Problem: Transcribe the full listing below, word for word, without pictures.
§ §
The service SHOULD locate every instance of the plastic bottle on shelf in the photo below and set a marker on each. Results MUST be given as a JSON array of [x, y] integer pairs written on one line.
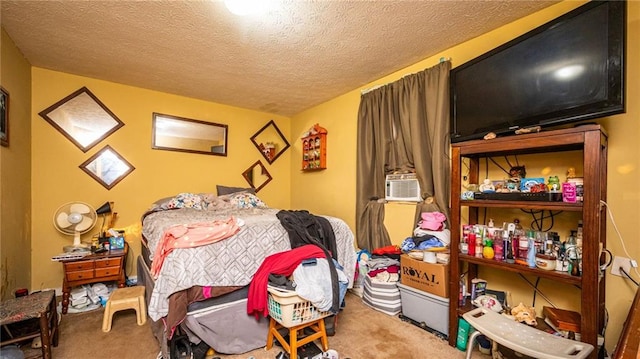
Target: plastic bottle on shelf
[[531, 254], [579, 234], [464, 244], [479, 246], [487, 251], [471, 245], [523, 245], [571, 250]]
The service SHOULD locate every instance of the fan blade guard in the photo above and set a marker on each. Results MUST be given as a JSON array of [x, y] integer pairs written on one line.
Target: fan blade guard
[[62, 220]]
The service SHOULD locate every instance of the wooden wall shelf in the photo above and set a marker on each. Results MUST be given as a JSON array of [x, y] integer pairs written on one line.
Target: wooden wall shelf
[[592, 141], [314, 149]]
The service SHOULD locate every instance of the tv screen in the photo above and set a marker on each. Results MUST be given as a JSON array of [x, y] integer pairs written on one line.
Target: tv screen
[[570, 69]]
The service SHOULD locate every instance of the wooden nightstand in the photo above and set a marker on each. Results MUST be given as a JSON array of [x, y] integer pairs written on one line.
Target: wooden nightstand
[[94, 268]]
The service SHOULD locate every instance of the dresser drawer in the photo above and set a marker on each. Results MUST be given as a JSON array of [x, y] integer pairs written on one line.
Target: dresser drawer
[[78, 266], [108, 262], [80, 275], [107, 272]]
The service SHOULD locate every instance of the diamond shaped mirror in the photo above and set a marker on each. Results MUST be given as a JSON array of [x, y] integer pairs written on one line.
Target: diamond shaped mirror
[[270, 141], [107, 167], [82, 118], [257, 176]]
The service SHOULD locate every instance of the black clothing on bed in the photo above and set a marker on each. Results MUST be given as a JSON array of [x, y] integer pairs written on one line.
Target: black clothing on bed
[[304, 228]]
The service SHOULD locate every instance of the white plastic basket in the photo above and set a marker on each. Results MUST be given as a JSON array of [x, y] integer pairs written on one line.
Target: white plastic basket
[[288, 309]]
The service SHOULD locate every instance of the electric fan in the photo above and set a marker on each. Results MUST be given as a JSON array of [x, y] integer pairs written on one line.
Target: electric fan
[[75, 218]]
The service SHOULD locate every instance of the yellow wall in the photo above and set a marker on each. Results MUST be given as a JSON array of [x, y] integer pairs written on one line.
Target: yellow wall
[[337, 183], [15, 173], [57, 178]]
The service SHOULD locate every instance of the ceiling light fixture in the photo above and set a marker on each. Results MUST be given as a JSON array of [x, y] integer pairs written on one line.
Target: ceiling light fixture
[[245, 7]]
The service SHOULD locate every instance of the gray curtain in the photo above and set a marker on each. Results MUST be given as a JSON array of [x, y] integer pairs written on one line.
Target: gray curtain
[[402, 127]]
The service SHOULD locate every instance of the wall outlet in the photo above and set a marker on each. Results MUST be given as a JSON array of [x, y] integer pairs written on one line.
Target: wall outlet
[[620, 262]]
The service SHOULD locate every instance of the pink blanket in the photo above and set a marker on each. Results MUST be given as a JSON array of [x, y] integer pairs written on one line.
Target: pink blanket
[[192, 235]]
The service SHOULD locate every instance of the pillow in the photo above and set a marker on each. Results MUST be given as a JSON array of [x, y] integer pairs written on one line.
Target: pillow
[[222, 190], [162, 203], [246, 200], [213, 202], [187, 200]]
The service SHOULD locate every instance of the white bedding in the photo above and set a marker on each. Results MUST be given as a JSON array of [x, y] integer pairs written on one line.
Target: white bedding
[[231, 261]]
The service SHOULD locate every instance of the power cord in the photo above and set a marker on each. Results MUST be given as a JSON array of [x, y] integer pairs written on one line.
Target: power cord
[[624, 248], [628, 276], [538, 223]]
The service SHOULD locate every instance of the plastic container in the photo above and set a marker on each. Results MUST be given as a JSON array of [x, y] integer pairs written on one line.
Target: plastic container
[[427, 308], [288, 309]]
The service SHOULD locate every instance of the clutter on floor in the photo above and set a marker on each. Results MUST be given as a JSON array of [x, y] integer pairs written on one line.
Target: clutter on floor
[[89, 297]]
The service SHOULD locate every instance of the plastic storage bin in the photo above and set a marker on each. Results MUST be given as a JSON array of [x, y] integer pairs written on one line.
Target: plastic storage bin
[[426, 308], [288, 309]]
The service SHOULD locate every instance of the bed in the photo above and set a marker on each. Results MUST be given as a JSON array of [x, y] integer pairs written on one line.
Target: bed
[[224, 267]]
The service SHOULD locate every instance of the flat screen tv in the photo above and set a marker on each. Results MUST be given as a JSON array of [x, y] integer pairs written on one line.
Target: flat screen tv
[[567, 70]]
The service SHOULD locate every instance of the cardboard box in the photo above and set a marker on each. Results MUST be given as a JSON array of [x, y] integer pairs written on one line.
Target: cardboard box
[[426, 308], [428, 277]]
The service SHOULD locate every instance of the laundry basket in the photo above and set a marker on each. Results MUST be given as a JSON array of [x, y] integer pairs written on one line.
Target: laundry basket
[[288, 309]]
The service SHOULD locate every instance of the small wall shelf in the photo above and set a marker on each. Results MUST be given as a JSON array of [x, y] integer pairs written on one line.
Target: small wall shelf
[[314, 149]]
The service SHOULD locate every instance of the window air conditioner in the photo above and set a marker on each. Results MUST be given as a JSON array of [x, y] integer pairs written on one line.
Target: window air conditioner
[[403, 187]]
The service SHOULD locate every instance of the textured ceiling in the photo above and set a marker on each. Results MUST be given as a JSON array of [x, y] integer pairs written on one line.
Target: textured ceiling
[[297, 55]]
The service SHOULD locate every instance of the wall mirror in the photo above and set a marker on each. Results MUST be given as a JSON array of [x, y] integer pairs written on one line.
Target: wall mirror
[[257, 176], [270, 141], [107, 167], [82, 118], [174, 133]]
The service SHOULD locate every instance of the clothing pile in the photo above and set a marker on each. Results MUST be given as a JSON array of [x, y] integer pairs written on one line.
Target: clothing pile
[[430, 232], [380, 290]]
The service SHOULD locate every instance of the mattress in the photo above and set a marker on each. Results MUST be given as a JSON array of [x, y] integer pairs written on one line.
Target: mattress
[[221, 322], [229, 262]]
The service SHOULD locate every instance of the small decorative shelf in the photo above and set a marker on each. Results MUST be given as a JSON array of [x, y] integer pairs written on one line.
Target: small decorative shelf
[[314, 149]]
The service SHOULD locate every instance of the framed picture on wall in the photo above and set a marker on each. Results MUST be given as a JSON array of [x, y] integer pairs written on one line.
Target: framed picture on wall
[[4, 117]]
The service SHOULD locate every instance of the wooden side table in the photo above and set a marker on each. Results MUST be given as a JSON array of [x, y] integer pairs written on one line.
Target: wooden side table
[[93, 268], [41, 306]]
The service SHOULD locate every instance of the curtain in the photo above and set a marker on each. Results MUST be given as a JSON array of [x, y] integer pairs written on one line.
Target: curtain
[[402, 127]]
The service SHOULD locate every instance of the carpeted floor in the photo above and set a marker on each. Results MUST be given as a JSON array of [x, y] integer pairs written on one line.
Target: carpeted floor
[[361, 333]]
§ §
Response to this task:
The service SHOULD locate every instance of the plastic bottle on shelf in the photo below and set a marker on each. Results MUST be given as a JSON array of [x, y] integer pairs written on one line.
Target: plastic bottle on shelf
[[531, 254], [579, 234], [464, 244], [479, 246], [487, 251], [471, 245], [523, 245], [571, 250]]
The service SHOULD locate every instance of the fan blade guard in the photo above and set a marker on each. Results MUST be given as a JSON array of [x, y] integer pairs written on one line.
Target: fan blade guard
[[62, 220]]
The service SHOULD locate every instance of the wooden wall shelf in the photo above and set a marker on each. Results MUST be given as a JSON array of [x, y] integer pairs written on one line.
Target: wooden wall shelf
[[592, 141], [314, 149]]
The service SHOULD locate every instance of the tv screen in the photo above and set a marker on each. Results MUST be given as a JSON array of [x, y] integer pairs written on one line.
Target: tv screen
[[570, 69]]
The service SHOULD locate every instance of the wooden nightstand in the photo above and set a marker on each. Results MUST be given as a JSON array of [x, y] integer pairs written on one line.
Target: wooden nightstand
[[94, 268]]
The service SHOULD locate every instance of the dresser drawer in the photo above and set a marker on each. Results MUST be given as a JSON array of [x, y] integer pairs written on one line.
Target: dresser drawer
[[78, 266], [108, 262], [80, 275], [107, 272]]
The service SHOULD locate every instance of the diamond shaped mirror in the photo above and set a marker on each. Results MUST be given as a JSON array of [x, y] integer pairs written on one line.
Target: diamond shaped mirror
[[270, 141], [107, 167], [82, 118], [257, 176]]
The service SHOULD locate every instance of the black clothing on bed in the photo above and set a marker on each. Results MUST be given as a JSON array of [x, y] integer pairs written on one line.
Target: black clothing on bed
[[304, 228]]
The service SHOULD locate every instance of the white plastic basket in the photo above and set a marker on each. Results MUST be given as a JSON array of [x, y] integer pairs written on one line.
Target: white plastic basket
[[288, 309]]
The service SHOULD locate every instance of the electric fan in the photo above and set a marker on each. Results MUST be given as a JSON array of [x, y] integer pairs written on one line.
Target: electric fan
[[75, 218]]
The service SHOULD locate every instance of the yellow wall in the photo above and set a marker on each. Results MUST be given as a JSON array of [x, y] integer pairs written on one line.
Target: yellow wall
[[337, 183], [15, 173], [57, 178]]
The service SHOULD locate every instance of the ceiling light fixture in the photo above and set a marker on each. Results MUST be given as a JSON array of [x, y] integer pairs written on one line.
Target: ceiling light fixture
[[245, 7]]
The service SHOULD locate every instance of the gray curtain in the photo above and set a marker on each. Results MUST be given as a JSON array of [x, y] integer pairs written on one line.
Target: gray curtain
[[402, 127]]
The service SHOULD locate every instance of the wall outlet in the photo above and set a marker on each. Results MUST be given as a JSON array of [x, y] integer pairs written on one line.
Target: wall outlet
[[620, 262]]
The service SHOULD locate every instance of the pink blanket in the photo above and set a marker on each. Results MUST be given as a JSON array of [x, y] integer pairs written on one line.
Target: pink blanket
[[192, 235]]
The service SHOULD locate every instance of the pillow in the photo above and set a marker on each. Results MUST be given as a JSON array of [x, y] integer pairs written on one line.
Target: pillow
[[222, 190], [162, 203], [246, 200], [213, 202], [187, 200]]
The service SHOULD locate every instance of the white bedding in the photo above and set a marker on each. Results MUST be given as a JSON array of [x, y] integer pairs written on one line.
Target: white bedding
[[231, 261]]
The service SHOULD locate every instance of the power cord in the photo above and set a marker on each. Results MUST be given as a JSON array of [x, y] integer pairs written on one line.
Target: power cord
[[624, 248], [628, 276], [538, 223]]
The service SHOULD locate every instance of the plastic container in the photo above and set a marker on each. Results MUST be given as a JSON array of [x, y] integer pairs written on one line.
Target: plastic container
[[427, 308], [288, 309]]
The service SHOULD locate every instance of the clutter on floor in the photo above and set a marker on each. Results MUST be given as a JSON array of [x, y] integer pairs written on one line.
Target: clutter on floor
[[89, 297]]
The service SHOULD locate every instance of the plastic storage bin in the photo above and set a marker on each. Results MUST be given as a JSON array of [x, y] integer pairs written on one line.
Target: plastic storage bin
[[426, 308], [288, 309]]
The service SHOULD locate every instance of the bed in the photo above and set a marker on each. Results MUST be given as a JSON array of [x, y] integer pairs written on one line.
Target: bed
[[224, 267]]
The service SHOULD locate every instance of the flat screen tv in the photo above and set a marker on each. Results MUST be given as a JSON array of [x, y] integer pairs written on one line.
Target: flat screen tv
[[567, 70]]
The service SHOULD locate every instance of the cardboard box in the photo above and set a marker on each. Results MUST be given as a JSON array of [x, y] integer pairs written on one line.
Target: cardboard box
[[426, 308], [428, 277]]
The service SHOULD locate every instance of the laundry basket in the photo above and set a marker on each. Results MUST be given as a JSON array of [x, y] integer pairs written on one line.
Target: laundry basket
[[288, 309]]
The service SHOULD locate every instance of the small wall shelf in the photo above and set a marker on each. Results MUST be given as a JSON array of [x, y] integer pairs written on one line.
Target: small wall shelf
[[314, 149]]
The service SHOULD locate every instance of the window air conditioner in the photo above and set a marker on each. Results MUST be given as a JSON array of [x, y] integer pairs written on one line.
Target: window air conditioner
[[403, 187]]
The service SHOULD locate every instance of the textured ceiling in the photo above and set a marker on each. Results MUST be given as a JSON array of [x, y] integer pairs written on one line.
Target: textured ceiling
[[297, 55]]
The service SHOULD locate every instance of the wall mirror in the photo above and set a marker on each. Results MUST be given as a JSON array of [x, y] integer pairs written on one line.
Target: wall mirror
[[257, 176], [270, 141], [107, 167], [82, 118], [174, 133]]
The service SHOULD locate every instance of the clothing pile in the photo above and set a marker on each. Results MUST be given as a JSON array of [x, y] integer pairs written on one line.
Target: clothing pile
[[430, 232], [380, 290]]
The service SHOULD locate every instance of the mattress in the photo above and set a marker on each. Results MUST be given as a JSON array of [x, y] integer pairs written on one line.
Target: mattress
[[221, 322], [229, 262]]
The service SHOULD locate every instance of the small decorative shelf in the photo above and set a marker on each. Results MUST be given as a JSON array of [x, y] integer pairs written on one line.
Target: small decorative shelf
[[314, 149]]
The service SHOULD locate every instance of the framed picture on wall in the photo above and set a marker on each. Results MUST be given as a JSON array of [x, y] integer pairs written on one line.
Target: framed picture on wall
[[4, 117]]
The service SHOULD locate every instance of the wooden side table in the photo above and set a marker on each. Results MUST be given as a JSON array of [x, y] integer pairs written on one line.
Target: wooden side table
[[93, 268], [41, 306]]
The service SHOULD locate every instance of the curtain in the photo above and set a marker on each. Results MUST be given as a JSON array of [x, y] integer pairs written on one line.
Target: curtain
[[402, 127]]
The service SHOULD locate every instance of the carpeted floor in the photo above and set a marker on each. Results MUST be given as a JSON array of [x, y] integer pairs written on one line.
Target: carpeted floor
[[361, 333]]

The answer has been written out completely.